WHAT YOU SHOULD DO → Quote the data below verbatim, line for line.

-- start MATERIAL PROVIDED --

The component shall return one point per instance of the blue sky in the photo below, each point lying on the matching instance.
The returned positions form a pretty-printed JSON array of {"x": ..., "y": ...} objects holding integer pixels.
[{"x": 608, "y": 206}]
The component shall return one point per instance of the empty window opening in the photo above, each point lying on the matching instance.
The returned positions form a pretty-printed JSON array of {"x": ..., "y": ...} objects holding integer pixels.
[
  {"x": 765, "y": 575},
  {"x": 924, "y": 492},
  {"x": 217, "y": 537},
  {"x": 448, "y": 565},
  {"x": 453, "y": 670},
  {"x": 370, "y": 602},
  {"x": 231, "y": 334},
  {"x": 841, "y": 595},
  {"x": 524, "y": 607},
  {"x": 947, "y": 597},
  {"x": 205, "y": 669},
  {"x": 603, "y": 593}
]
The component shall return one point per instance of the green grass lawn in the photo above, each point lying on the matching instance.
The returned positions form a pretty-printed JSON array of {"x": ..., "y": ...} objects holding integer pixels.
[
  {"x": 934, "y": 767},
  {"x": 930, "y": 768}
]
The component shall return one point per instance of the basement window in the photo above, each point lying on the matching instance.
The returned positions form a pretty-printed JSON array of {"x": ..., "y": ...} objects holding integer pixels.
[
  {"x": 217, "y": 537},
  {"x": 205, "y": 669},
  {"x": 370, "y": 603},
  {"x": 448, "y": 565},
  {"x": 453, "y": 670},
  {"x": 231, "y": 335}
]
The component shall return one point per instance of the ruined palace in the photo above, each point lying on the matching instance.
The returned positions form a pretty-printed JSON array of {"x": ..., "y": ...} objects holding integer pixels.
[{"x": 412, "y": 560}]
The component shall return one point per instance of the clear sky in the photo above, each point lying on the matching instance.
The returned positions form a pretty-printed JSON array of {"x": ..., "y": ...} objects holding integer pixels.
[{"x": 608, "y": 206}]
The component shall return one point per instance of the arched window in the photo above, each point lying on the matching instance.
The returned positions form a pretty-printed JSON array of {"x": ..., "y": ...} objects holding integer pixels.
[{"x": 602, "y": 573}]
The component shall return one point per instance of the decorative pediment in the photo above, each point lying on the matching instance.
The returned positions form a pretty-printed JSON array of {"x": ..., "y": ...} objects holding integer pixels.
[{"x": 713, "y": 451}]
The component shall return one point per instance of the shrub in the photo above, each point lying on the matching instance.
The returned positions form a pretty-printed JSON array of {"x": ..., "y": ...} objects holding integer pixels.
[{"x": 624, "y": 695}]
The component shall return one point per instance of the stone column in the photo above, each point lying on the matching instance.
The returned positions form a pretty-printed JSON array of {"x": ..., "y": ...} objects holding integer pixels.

-- end MATERIAL PROVIDED --

CORRECT ANSWER →
The component shall return one point per instance of the blue sky in the photo below, each point lying on the matching instance.
The returned positions form a pretty-printed JSON array of {"x": ..., "y": ...} objects holding integer pixels.
[{"x": 608, "y": 206}]
The component shall return one point per instance of the empty window opening in the photo above, each point lying on the matching instance.
The returned positions form a pretty-printed JSON array of {"x": ..., "y": ...} objects holding integer pixels.
[
  {"x": 765, "y": 575},
  {"x": 924, "y": 492},
  {"x": 217, "y": 537},
  {"x": 448, "y": 565},
  {"x": 453, "y": 670},
  {"x": 370, "y": 602},
  {"x": 231, "y": 334},
  {"x": 841, "y": 595},
  {"x": 524, "y": 607},
  {"x": 947, "y": 597},
  {"x": 205, "y": 669},
  {"x": 603, "y": 593}
]
The component shall return one point per instance of the green grass lawn in the photo above, each point lying on the matching instance.
The returned positions form a pretty-printed JSON array of {"x": ..., "y": ...} objects holding integer pixels.
[
  {"x": 934, "y": 767},
  {"x": 930, "y": 768}
]
The component shall return one point per instance of the basement window in the photo above, each point lying on the matching instance.
The returned positions form a pretty-printed JSON array of {"x": ..., "y": ...} objects holding integer pixels.
[
  {"x": 217, "y": 537},
  {"x": 205, "y": 669},
  {"x": 370, "y": 603},
  {"x": 448, "y": 565},
  {"x": 453, "y": 670},
  {"x": 231, "y": 335}
]
The component shall return one point per instance of the ruined palace in the photo above, each point lying on the matching instance.
The returned positions form a pretty-printed JSON array of {"x": ..., "y": ...} objects holding integer pixels.
[{"x": 412, "y": 560}]
The component shall return one point per instance of the clear sky in the photo above, each point lying on the matching instance.
The returned positions form a pretty-printed JSON array of {"x": ..., "y": ...} objects holding integer pixels.
[{"x": 608, "y": 206}]
The component shall return one point per instance of the arched window in the photo above, each point lying on the matching instance.
The returned positions form a pretty-printed JSON array of {"x": ..., "y": ...} objects holding integer pixels.
[{"x": 602, "y": 573}]
The component shall return one point per instance of the decorative pediment in the photo above, each point lying on the matching instance.
The returned positions form a pretty-printed JSON array of {"x": ..., "y": ...} objects holding integer pixels.
[{"x": 713, "y": 451}]
The component shall return one point per instance of the shrub in the photo above, each point lying on the matching instance.
The returned positions form a pretty-printed JSON array of {"x": ..., "y": ...} objects holding integer pixels.
[{"x": 624, "y": 695}]
The component shall return one point per instance of the stone column in the photo above, each point lying on the matching instance.
The returned positions form a pretty-printed JSON array of {"x": ..., "y": ...} objects holding integer pixels.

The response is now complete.